* The problem:
Pick out every line in the records below that contains the string "brick", and copy each one. Case matters.
:: Data listing ::
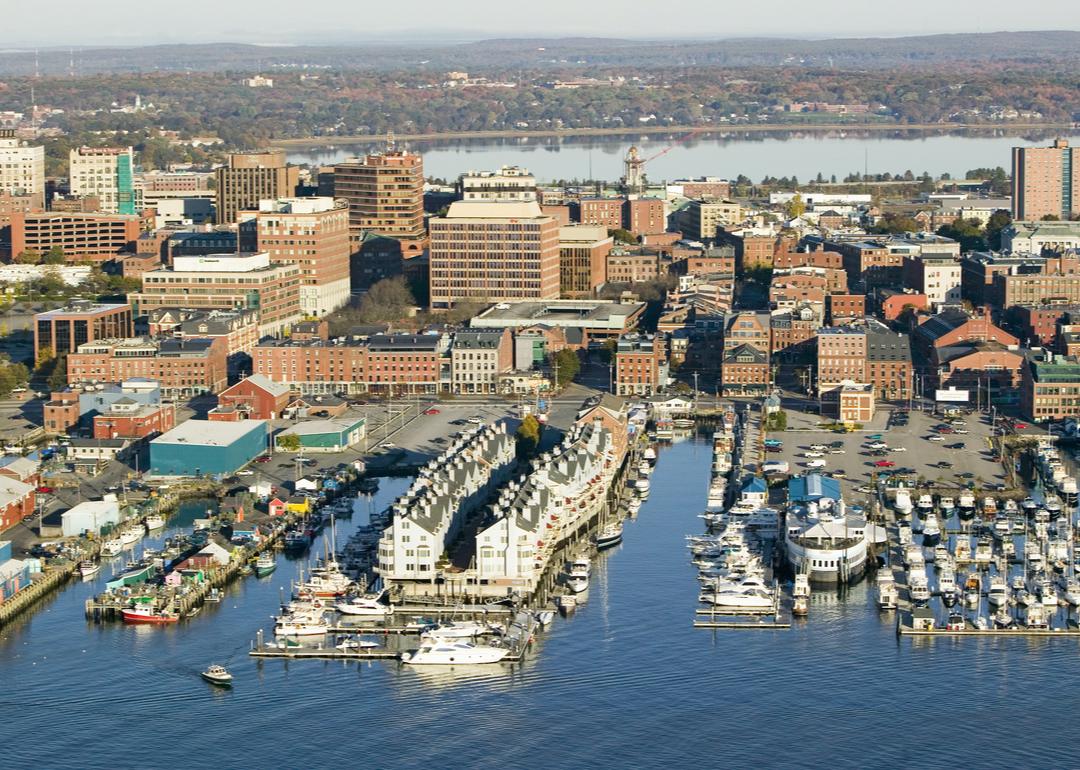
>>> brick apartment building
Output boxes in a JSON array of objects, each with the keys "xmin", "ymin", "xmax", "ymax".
[
  {"xmin": 615, "ymin": 334, "xmax": 664, "ymax": 395},
  {"xmin": 67, "ymin": 337, "xmax": 228, "ymax": 397}
]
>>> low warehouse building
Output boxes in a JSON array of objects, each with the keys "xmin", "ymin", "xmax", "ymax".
[
  {"xmin": 276, "ymin": 417, "xmax": 366, "ymax": 451},
  {"xmin": 150, "ymin": 420, "xmax": 267, "ymax": 476}
]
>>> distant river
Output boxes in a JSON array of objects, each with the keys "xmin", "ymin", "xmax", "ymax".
[
  {"xmin": 288, "ymin": 129, "xmax": 1080, "ymax": 181},
  {"xmin": 0, "ymin": 441, "xmax": 1080, "ymax": 770}
]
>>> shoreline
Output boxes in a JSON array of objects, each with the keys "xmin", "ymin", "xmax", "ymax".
[{"xmin": 271, "ymin": 123, "xmax": 1080, "ymax": 149}]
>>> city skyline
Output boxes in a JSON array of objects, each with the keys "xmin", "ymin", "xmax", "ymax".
[{"xmin": 6, "ymin": 0, "xmax": 1080, "ymax": 48}]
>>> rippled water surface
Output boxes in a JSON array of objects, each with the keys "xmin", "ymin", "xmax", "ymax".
[{"xmin": 0, "ymin": 442, "xmax": 1080, "ymax": 769}]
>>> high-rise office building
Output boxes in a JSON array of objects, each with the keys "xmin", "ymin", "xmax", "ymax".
[
  {"xmin": 256, "ymin": 198, "xmax": 350, "ymax": 315},
  {"xmin": 0, "ymin": 129, "xmax": 45, "ymax": 210},
  {"xmin": 215, "ymin": 150, "xmax": 300, "ymax": 225},
  {"xmin": 430, "ymin": 201, "xmax": 559, "ymax": 308},
  {"xmin": 1013, "ymin": 139, "xmax": 1080, "ymax": 221},
  {"xmin": 334, "ymin": 149, "xmax": 424, "ymax": 258},
  {"xmin": 68, "ymin": 147, "xmax": 143, "ymax": 214}
]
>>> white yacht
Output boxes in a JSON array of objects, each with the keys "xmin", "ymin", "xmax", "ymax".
[
  {"xmin": 877, "ymin": 570, "xmax": 899, "ymax": 610},
  {"xmin": 402, "ymin": 639, "xmax": 510, "ymax": 665}
]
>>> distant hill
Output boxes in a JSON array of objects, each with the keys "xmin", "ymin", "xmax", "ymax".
[{"xmin": 0, "ymin": 31, "xmax": 1080, "ymax": 76}]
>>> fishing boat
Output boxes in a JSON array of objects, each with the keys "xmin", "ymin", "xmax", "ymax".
[
  {"xmin": 596, "ymin": 522, "xmax": 622, "ymax": 551},
  {"xmin": 199, "ymin": 664, "xmax": 232, "ymax": 687},
  {"xmin": 120, "ymin": 604, "xmax": 180, "ymax": 624},
  {"xmin": 255, "ymin": 552, "xmax": 278, "ymax": 578},
  {"xmin": 877, "ymin": 570, "xmax": 900, "ymax": 610},
  {"xmin": 402, "ymin": 639, "xmax": 510, "ymax": 665},
  {"xmin": 79, "ymin": 562, "xmax": 102, "ymax": 580}
]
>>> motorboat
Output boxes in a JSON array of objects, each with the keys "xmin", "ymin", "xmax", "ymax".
[
  {"xmin": 402, "ymin": 639, "xmax": 510, "ymax": 665},
  {"xmin": 120, "ymin": 604, "xmax": 180, "ymax": 624},
  {"xmin": 79, "ymin": 562, "xmax": 102, "ymax": 579},
  {"xmin": 334, "ymin": 591, "xmax": 394, "ymax": 618},
  {"xmin": 986, "ymin": 576, "xmax": 1009, "ymax": 607},
  {"xmin": 255, "ymin": 551, "xmax": 278, "ymax": 578},
  {"xmin": 922, "ymin": 510, "xmax": 942, "ymax": 545},
  {"xmin": 596, "ymin": 522, "xmax": 622, "ymax": 551},
  {"xmin": 199, "ymin": 664, "xmax": 232, "ymax": 687},
  {"xmin": 102, "ymin": 538, "xmax": 124, "ymax": 556},
  {"xmin": 334, "ymin": 636, "xmax": 379, "ymax": 652},
  {"xmin": 420, "ymin": 620, "xmax": 491, "ymax": 639},
  {"xmin": 877, "ymin": 571, "xmax": 900, "ymax": 610}
]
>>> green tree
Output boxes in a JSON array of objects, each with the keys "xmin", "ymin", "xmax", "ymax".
[
  {"xmin": 551, "ymin": 348, "xmax": 581, "ymax": 388},
  {"xmin": 514, "ymin": 415, "xmax": 543, "ymax": 460}
]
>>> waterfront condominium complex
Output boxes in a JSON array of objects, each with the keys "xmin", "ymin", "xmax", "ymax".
[
  {"xmin": 334, "ymin": 150, "xmax": 423, "ymax": 258},
  {"xmin": 257, "ymin": 198, "xmax": 350, "ymax": 315},
  {"xmin": 68, "ymin": 147, "xmax": 143, "ymax": 214},
  {"xmin": 1013, "ymin": 139, "xmax": 1080, "ymax": 220},
  {"xmin": 0, "ymin": 129, "xmax": 45, "ymax": 208},
  {"xmin": 215, "ymin": 150, "xmax": 300, "ymax": 225},
  {"xmin": 130, "ymin": 253, "xmax": 303, "ymax": 335},
  {"xmin": 430, "ymin": 201, "xmax": 559, "ymax": 308}
]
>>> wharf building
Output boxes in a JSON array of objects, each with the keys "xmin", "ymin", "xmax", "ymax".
[
  {"xmin": 67, "ymin": 337, "xmax": 228, "ymax": 398},
  {"xmin": 0, "ymin": 129, "xmax": 45, "ymax": 210},
  {"xmin": 256, "ymin": 198, "xmax": 351, "ymax": 315},
  {"xmin": 430, "ymin": 201, "xmax": 559, "ymax": 309},
  {"xmin": 131, "ymin": 252, "xmax": 303, "ymax": 335},
  {"xmin": 376, "ymin": 423, "xmax": 515, "ymax": 595},
  {"xmin": 473, "ymin": 421, "xmax": 619, "ymax": 596},
  {"xmin": 215, "ymin": 150, "xmax": 300, "ymax": 225},
  {"xmin": 68, "ymin": 147, "xmax": 143, "ymax": 214}
]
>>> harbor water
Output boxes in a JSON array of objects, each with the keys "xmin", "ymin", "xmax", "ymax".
[
  {"xmin": 288, "ymin": 129, "xmax": 1076, "ymax": 183},
  {"xmin": 0, "ymin": 441, "xmax": 1080, "ymax": 770}
]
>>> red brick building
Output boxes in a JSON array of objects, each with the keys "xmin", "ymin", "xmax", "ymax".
[
  {"xmin": 208, "ymin": 374, "xmax": 293, "ymax": 420},
  {"xmin": 94, "ymin": 398, "xmax": 176, "ymax": 441},
  {"xmin": 826, "ymin": 294, "xmax": 866, "ymax": 324},
  {"xmin": 615, "ymin": 334, "xmax": 664, "ymax": 395}
]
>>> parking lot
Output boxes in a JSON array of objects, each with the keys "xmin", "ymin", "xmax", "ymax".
[{"xmin": 768, "ymin": 401, "xmax": 1004, "ymax": 498}]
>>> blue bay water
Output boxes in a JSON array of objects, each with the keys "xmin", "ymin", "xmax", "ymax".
[{"xmin": 0, "ymin": 442, "xmax": 1080, "ymax": 770}]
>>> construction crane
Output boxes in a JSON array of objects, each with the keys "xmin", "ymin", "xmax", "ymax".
[{"xmin": 622, "ymin": 126, "xmax": 707, "ymax": 194}]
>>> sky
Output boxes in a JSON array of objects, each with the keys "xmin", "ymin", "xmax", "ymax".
:::
* Task result:
>>> brick apartment building
>>> red brick building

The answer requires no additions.